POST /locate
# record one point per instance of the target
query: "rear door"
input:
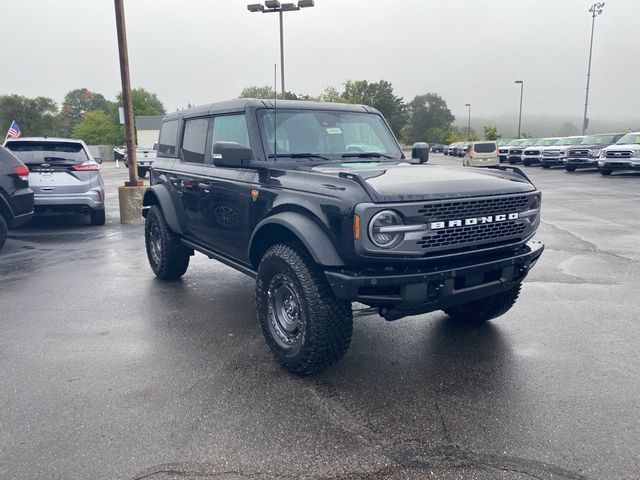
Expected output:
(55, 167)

==

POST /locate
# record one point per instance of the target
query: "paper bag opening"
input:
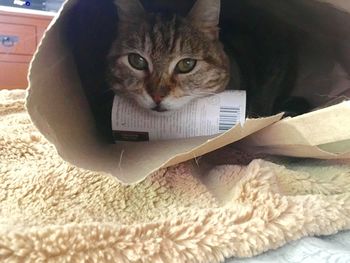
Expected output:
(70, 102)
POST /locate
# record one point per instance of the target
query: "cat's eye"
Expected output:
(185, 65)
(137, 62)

→ THE PROBLEM: Please pull out every line in the items above that contains the string "query". Treat uppercase and lowercase as different.

→ THE ANSWER:
query: "rear door"
query: "paper bag opening"
query: "cat's eye"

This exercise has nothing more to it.